Copy out everything from the line containing "shoulder, I would be thankful." down to the end of the records, switching "empty" to "blank" and keeping the rest the same.

• _STORED DATA_:
··········

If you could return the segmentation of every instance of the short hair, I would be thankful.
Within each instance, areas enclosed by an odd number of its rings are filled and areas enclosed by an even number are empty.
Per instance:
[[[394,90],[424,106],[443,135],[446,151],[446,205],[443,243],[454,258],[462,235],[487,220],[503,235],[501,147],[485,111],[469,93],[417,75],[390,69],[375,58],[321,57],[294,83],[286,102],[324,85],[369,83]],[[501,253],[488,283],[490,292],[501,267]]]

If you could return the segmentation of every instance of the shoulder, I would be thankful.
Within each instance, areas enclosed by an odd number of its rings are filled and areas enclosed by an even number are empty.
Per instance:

··········

• _COMPLETED TASK_:
If you could return the segmentation of every instance of the shoulder, I would be thankful.
Within each instance, areas enclosed by an odd number of its rings are filled and areas enclosed by an even number are blank.
Per instance:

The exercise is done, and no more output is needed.